Aim:
Please reproduce the records below word for word, leaving out the pictures.

[Object location annotation records]
= = = = = = =
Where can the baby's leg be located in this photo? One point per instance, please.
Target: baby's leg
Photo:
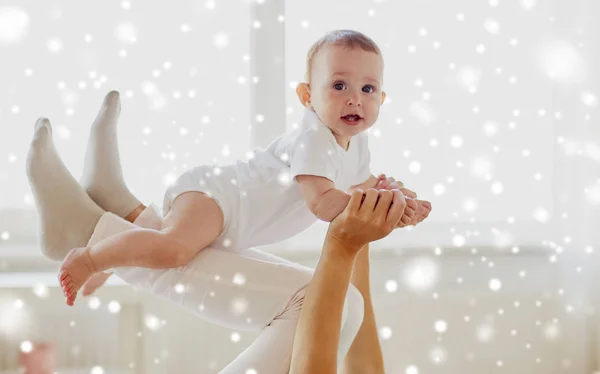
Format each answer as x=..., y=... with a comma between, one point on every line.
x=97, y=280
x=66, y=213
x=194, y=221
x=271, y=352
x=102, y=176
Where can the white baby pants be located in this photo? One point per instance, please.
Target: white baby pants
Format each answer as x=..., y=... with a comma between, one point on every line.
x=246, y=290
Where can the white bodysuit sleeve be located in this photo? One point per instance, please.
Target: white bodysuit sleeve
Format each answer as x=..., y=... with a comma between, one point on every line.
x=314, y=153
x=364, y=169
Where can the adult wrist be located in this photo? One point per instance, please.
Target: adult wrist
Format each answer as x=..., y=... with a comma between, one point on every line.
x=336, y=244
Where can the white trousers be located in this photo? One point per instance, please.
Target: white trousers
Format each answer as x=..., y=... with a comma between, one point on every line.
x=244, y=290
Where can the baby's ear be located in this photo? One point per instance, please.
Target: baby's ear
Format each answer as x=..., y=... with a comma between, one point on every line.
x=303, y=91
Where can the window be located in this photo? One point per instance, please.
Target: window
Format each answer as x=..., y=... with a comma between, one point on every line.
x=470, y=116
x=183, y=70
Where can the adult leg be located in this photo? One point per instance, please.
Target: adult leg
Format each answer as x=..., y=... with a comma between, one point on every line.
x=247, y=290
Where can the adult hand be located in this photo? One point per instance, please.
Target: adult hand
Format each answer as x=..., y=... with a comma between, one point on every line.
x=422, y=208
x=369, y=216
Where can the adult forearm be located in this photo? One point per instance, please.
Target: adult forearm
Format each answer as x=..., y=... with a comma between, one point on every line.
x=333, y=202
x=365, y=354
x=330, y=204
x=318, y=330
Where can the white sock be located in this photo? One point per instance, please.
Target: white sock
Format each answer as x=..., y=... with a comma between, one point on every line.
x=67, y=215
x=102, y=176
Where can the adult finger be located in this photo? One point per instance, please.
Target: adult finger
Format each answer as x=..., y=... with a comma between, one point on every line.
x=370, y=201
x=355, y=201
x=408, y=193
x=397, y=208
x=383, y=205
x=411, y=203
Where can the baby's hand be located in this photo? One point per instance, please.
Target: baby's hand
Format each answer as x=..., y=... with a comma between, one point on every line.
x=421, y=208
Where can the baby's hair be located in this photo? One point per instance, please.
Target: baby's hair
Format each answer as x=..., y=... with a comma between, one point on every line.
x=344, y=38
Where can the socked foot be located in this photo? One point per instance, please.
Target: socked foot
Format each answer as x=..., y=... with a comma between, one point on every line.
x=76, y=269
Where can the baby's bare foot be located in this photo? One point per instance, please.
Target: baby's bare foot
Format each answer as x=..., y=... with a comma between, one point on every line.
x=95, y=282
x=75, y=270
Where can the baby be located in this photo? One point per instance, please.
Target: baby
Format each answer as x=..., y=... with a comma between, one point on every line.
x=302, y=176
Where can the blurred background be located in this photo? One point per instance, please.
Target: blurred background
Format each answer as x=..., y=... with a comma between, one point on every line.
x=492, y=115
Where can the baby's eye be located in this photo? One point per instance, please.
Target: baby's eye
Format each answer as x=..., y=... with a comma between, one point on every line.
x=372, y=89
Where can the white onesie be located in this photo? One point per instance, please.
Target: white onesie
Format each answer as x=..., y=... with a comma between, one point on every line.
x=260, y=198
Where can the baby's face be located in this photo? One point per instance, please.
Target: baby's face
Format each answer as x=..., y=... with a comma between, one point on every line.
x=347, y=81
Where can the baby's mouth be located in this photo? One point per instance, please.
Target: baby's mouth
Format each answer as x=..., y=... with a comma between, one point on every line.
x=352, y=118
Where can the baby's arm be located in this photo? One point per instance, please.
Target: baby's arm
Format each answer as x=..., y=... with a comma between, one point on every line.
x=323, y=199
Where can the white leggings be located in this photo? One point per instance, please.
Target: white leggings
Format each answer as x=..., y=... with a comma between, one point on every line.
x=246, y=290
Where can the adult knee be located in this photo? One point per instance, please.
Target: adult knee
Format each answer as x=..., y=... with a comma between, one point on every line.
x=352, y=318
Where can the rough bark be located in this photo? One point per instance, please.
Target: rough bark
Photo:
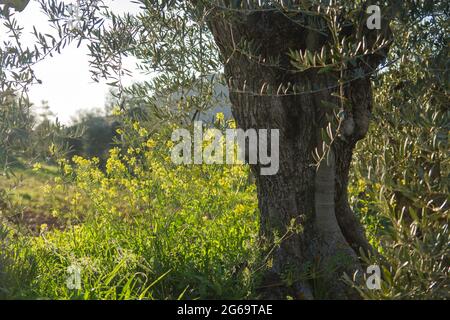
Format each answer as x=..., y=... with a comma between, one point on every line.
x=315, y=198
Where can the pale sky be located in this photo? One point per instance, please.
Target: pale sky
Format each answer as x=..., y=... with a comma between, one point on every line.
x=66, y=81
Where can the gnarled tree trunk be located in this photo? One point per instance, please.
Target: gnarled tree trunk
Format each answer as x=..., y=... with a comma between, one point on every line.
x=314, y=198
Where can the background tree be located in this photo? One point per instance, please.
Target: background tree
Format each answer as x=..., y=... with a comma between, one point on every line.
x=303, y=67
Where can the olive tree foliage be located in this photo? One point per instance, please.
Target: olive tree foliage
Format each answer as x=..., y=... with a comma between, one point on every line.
= = = = = = =
Answer below:
Where can the baby's leg be located in this photo? One point per instance, please.
Target: baby's leg
Photo:
Format each answer as x=..., y=... with a comma between, one point on every line.
x=97, y=280
x=66, y=213
x=194, y=221
x=271, y=352
x=102, y=176
Where can the white baby pants be located in this photo? One point per instance, please.
Target: white baby pants
Format each answer as x=..., y=... with a comma between, one point on every line.
x=246, y=290
Where can the white bodysuit sleeve be located in this photo? One point per instance, please.
Target: white bodysuit sleeve
Format each answer as x=..., y=... with a comma between, one point on every line.
x=314, y=153
x=364, y=169
Where can the adult wrist be located in this photo? One point per instance, please.
Target: adult wrist
Format each answer as x=..., y=... with a comma between, one point on every line.
x=336, y=244
Where can the white trousers be located in this photo? One point per instance, please.
Target: white trousers
Format each answer as x=..., y=... with a comma between, one point on every line.
x=244, y=290
Where can the baby's ear be located in this photo? One point per instance, please.
Target: baby's ear
Format each answer as x=..., y=... with a comma between, one point on every line.
x=303, y=91
Where can the window be located in this photo? One point per instance, please.
Target: window
Format each answer as x=..., y=... with a comma between, one point on every line.
x=470, y=116
x=183, y=70
Where can the adult leg be located in this photo? One point per instance, please.
Target: adult leg
Format each answer as x=..., y=... with a comma between, one point on every line.
x=247, y=290
Where can the adult hand be located in this photo? One point per instance, please.
Target: adult hand
Format each answer as x=..., y=... with a comma between, one point on every line.
x=422, y=208
x=369, y=216
Where can the adult forearm be located in this photo? One point per instance, please.
Target: adult forearm
Format each answer as x=..., y=... with a comma between, one point on every line.
x=333, y=202
x=365, y=354
x=330, y=204
x=318, y=330
Where can the white sock be located in this photo? One point per instance, please.
Target: white sock
Format each answer as x=..., y=... with a comma between, one point on every line.
x=67, y=215
x=102, y=176
Where can the adult finger be located in this photo? One point per instance, please.
Target: adult finger
Format each answer as x=..., y=... with a comma between, one point on every line.
x=370, y=201
x=355, y=201
x=408, y=193
x=397, y=208
x=383, y=205
x=411, y=203
Where can the baby's hand be located in this photo? One point per instance, please.
Target: baby's hand
Format each answer as x=..., y=... with a comma between, one point on every line.
x=421, y=208
Where can the baby's hair be located in this photo? One point per instance, please.
Target: baby's hair
Format each answer as x=..., y=... with a comma between, one point on every line.
x=344, y=38
Where can the socked foot be located in this photo? One point per instance, please.
Target: socked foot
Format each answer as x=..., y=... with a comma between, one point on every line.
x=76, y=269
Where can the baby's bare foot be located in this photo? One point per instance, please.
Target: baby's bare foot
Format each answer as x=..., y=... with a comma between, one point on every line.
x=95, y=282
x=75, y=270
Where can the baby be located in this photo? One point per instance, please.
Target: baby
Format each answer as x=..., y=... with a comma between, one point on every line.
x=302, y=176
Where can the blurred background be located in this photo? One point per instance, please.
Target: blurred background
Format each answer as x=..., y=... with a comma between, one point on every line.
x=492, y=115
Where can the baby's eye be located in this photo? One point per instance, please.
Target: baby's eye
Format each answer as x=..., y=... with a comma between, one point on every line.
x=372, y=89
Where can the white onesie be located in this photo? One point per instance, please.
Target: white onesie
Format each answer as x=..., y=... with a comma between, one point on every line.
x=260, y=198
Where can the baby's face be located in this photo? One point per instance, please.
Target: baby's face
Format each answer as x=..., y=... with a comma between, one point on every line.
x=347, y=81
Where can the baby's mouth be located in this photo? One point per instance, please.
Target: baby's mouth
Format each answer as x=..., y=... with a comma between, one point on every line.
x=352, y=118
Where can the baby's arm be located in this photo? One point per instance, please.
Target: baby's arm
Format each answer as x=..., y=... with a comma between, one point on every line.
x=323, y=199
Where can the white leggings be located in this photo? One point per instance, please.
Target: white leggings
Format each answer as x=..., y=... with a comma between, one point on every line.
x=246, y=290
Where can the adult knee be located in this photo? One point per instance, please.
Target: adult knee
Format each answer as x=..., y=... with a comma between, one point on every line.
x=352, y=318
Where can the rough bark be located in this photo? One point per instance, please.
Target: rough bark
Photo:
Format each answer as x=..., y=... with a comma between, one point on every line.
x=315, y=198
Where can the pale sky be located in this photo? One point per instance, please.
Target: pale sky
Format each answer as x=..., y=... with a comma between, one point on every line.
x=66, y=81
Where can the gnarled tree trunk be located in this photo? One point per instance, please.
Target: gnarled tree trunk
Format each answer as x=..., y=... with a comma between, one point on every line.
x=314, y=198
Where can the background tree be located in this photo? One point per instance, please.
Target: background tree
Format each answer as x=..., y=... with a comma between, one point on every line.
x=303, y=67
Where can the olive tree foliage be located in this photo? One point per instance, please.
Target: olive tree foliage
Format each answer as x=..., y=... with a comma between, one point on every line.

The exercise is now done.